Por volta das 6h30, a Polícia Federal e a Polícia Militar iniciaram as negociações para a retirada dos estudantes que, há seis dias, ocupavam a reitoria da UFPE. A ação de desocupação aconteceu em cumprimento à ordem de reintegração de posse, expedida na sexta-feira passada, primeiro dia da ocupação. No início da manhã, os estudantes pediram um prazo de 30 minutos e depois de 10 minutos para a retirada pacífica. A assessoria da PF entrou em contato com a reitoria para que os manifestantes entregassem suas reivindicações, encerrando o protesto, o que não aconteceu.

No final da tarde dessa quarta-feira, foram realizadas novas tentativas de negociação para a desocupação pacífica da reitoria. O deputado estadual Edilson Silva, que é presidente da Comissão de Direitos Humanos da Assembleia Legislativa de Pernambuco, e membros da Comissão de Ética da UFPE tentaram acordo com os estudantes, mas não tiveram êxito.

Prestes a completar uma semana da ocupação, o reitor Anísio Brasileiro e o vice-reitor Silvio Romero divulgaram uma carta aberta à população para esclarecer as causas do movimento nesta quarta-feira. O acampamento na sede da gestão da unidade de ensino foi motivado pela não aprovação do novo Estatuto da Universidade por parte do Conselho Universitário. O documento começou a ser elaborado em 2013 seguindo critérios democráticos com a participação de mais de mil pessoas distribuídas de forma equivalente entre docentes, técnicos e estudantes. Durante dois anos, foram feitas audiências e debates para estabelecer as normas que regem todas as atividades da instituição, desde a criação de currículo até o material de logística.
....
Tarefa 1:
Você pode transcrever, sem nenhuma alteração, o trecho do texto sobre a ocupação da reitoria da UFPE que começa nas palavras "No final da" e termina logo após "não tiveram êxito."?
Tarefa 2:
Responda com base no texto sobre a ocupação da reitoria da UFPE:
(a) Por volta de que horário a Polícia Federal e a Polícia Militar iniciaram as negociações?
(b) Quem é o presidente da Comissão de Direitos Humanos da Assembleia Legislativa de Pernambuco?
(c) Em que ano começou a ser elaborado o novo Estatuto da Universidade?

Material de origem:
....
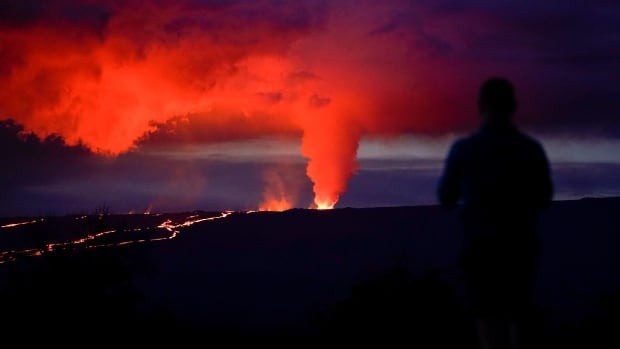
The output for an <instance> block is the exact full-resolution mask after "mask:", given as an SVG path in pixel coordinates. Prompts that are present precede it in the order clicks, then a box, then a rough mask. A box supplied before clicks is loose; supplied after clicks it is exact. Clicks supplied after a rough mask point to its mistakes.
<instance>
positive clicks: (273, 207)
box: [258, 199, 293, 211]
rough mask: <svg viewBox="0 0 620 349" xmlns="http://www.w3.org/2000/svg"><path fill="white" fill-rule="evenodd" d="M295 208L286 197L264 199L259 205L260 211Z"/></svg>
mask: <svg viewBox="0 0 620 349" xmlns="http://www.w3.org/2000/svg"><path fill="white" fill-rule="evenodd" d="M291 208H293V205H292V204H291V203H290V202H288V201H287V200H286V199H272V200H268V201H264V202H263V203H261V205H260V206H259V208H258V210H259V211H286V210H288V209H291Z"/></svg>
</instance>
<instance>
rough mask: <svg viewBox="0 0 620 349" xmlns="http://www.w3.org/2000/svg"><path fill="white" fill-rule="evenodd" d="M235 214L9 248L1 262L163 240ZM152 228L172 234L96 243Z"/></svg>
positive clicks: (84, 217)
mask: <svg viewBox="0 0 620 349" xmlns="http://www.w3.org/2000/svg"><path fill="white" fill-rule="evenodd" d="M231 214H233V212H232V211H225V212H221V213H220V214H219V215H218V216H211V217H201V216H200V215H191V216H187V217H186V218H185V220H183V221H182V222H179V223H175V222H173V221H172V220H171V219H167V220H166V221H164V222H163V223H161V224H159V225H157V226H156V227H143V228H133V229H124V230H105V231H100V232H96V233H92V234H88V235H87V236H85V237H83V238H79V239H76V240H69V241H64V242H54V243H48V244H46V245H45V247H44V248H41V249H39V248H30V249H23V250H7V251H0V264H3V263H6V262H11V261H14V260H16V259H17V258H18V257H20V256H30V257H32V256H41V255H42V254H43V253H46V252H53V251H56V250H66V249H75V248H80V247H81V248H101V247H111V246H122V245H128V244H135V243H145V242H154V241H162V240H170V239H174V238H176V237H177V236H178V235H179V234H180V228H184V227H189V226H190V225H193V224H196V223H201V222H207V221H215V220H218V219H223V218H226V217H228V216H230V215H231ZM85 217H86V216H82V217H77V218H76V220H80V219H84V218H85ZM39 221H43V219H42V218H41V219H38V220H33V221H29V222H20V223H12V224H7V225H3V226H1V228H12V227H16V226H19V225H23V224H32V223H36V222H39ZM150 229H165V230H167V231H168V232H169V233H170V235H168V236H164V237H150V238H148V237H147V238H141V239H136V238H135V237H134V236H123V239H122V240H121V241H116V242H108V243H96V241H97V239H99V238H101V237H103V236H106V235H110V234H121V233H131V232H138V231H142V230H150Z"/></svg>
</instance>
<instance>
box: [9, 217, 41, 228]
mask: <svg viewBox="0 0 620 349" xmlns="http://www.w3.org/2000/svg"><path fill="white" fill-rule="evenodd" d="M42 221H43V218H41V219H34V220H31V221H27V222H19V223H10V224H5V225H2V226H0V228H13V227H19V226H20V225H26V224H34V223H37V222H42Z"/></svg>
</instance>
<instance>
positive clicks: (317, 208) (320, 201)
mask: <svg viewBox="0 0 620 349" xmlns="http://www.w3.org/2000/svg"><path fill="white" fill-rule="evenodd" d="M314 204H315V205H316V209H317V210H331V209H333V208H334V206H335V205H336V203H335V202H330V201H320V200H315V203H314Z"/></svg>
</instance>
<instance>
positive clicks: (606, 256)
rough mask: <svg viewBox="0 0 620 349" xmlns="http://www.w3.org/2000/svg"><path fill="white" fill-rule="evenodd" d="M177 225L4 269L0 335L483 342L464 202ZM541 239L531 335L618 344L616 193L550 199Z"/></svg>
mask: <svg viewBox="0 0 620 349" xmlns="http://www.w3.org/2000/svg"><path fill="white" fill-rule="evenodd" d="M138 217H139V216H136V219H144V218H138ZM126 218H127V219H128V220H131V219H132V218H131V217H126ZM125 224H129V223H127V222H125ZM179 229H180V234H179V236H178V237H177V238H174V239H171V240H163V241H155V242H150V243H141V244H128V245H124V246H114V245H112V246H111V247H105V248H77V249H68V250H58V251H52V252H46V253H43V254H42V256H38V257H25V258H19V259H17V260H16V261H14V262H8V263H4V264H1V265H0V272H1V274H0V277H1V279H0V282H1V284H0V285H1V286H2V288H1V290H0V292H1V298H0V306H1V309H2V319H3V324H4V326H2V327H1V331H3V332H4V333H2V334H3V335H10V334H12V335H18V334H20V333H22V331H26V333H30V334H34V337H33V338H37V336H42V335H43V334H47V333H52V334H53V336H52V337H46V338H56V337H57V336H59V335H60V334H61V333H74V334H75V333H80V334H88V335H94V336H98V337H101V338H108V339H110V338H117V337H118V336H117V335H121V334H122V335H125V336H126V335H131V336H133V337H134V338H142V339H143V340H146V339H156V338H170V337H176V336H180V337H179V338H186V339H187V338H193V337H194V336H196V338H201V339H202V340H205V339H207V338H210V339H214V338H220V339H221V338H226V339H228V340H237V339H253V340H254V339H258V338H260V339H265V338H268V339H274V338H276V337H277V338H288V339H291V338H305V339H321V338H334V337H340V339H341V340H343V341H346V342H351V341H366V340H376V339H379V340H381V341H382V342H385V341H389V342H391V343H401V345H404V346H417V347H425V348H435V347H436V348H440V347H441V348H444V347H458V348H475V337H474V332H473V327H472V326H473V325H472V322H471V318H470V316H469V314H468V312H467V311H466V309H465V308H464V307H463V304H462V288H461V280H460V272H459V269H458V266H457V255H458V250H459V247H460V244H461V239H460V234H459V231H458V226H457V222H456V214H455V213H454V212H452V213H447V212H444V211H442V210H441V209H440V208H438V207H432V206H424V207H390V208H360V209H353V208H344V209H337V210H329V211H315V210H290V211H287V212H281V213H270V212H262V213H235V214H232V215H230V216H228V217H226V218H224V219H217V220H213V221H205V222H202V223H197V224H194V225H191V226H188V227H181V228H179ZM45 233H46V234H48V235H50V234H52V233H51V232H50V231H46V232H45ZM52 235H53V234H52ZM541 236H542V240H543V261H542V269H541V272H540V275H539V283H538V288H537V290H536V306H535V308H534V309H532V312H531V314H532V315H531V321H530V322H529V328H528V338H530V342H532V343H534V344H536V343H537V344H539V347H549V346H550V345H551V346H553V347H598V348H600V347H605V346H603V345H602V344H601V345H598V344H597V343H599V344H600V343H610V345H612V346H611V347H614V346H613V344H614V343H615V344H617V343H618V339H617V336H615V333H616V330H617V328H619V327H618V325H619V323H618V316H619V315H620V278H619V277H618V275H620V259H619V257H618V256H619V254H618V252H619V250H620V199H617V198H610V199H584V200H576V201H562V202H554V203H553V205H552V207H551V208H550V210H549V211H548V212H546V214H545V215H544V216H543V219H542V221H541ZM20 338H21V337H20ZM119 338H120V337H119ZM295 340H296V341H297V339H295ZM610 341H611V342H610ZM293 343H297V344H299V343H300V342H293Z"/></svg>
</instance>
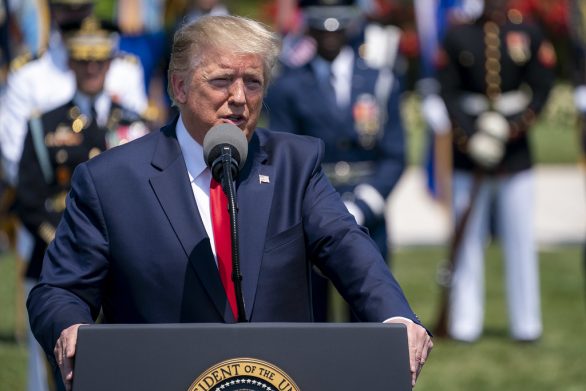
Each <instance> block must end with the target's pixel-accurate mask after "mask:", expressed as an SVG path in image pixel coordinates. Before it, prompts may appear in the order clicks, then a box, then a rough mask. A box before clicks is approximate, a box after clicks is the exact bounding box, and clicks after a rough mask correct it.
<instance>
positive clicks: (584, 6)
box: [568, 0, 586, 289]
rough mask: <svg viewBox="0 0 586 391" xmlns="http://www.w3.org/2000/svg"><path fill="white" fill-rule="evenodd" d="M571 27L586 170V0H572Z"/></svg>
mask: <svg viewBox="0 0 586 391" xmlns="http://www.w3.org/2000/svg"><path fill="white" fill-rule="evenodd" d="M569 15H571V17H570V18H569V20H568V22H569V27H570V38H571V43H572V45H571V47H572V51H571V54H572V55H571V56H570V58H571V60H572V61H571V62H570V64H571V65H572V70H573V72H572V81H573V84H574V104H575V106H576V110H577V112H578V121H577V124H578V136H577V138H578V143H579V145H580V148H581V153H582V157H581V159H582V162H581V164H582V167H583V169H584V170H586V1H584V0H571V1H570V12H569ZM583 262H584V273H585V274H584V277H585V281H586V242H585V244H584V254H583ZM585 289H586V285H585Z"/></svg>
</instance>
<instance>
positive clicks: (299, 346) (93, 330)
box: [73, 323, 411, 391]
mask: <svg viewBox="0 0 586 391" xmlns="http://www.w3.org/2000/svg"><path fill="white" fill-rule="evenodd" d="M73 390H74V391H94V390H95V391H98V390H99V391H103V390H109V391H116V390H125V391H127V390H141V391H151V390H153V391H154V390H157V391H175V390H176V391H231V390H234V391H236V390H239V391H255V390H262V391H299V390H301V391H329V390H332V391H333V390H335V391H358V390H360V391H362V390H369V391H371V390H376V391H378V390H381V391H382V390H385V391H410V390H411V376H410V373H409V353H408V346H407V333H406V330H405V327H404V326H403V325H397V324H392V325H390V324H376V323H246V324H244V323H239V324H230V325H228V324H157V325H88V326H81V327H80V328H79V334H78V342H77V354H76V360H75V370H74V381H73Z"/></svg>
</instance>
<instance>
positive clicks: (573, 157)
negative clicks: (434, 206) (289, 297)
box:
....
Resposta final 1:
No final da tarde dessa quarta-feira, foram realizadas novas tentativas de negociação para a desocupação pacífica da reitoria. O deputado estadual Edilson Silva, que é presidente da Comissão de Direitos Humanos da Assembleia Legislativa de Pernambuco, e membros da Comissão de Ética da UFPE tentaram acordo com os estudantes, mas não tiveram êxito.

Resposta final 2:
(a) Por volta das 6h30.
(b) O deputado estadual Edilson Silva.
(c) Em 2013.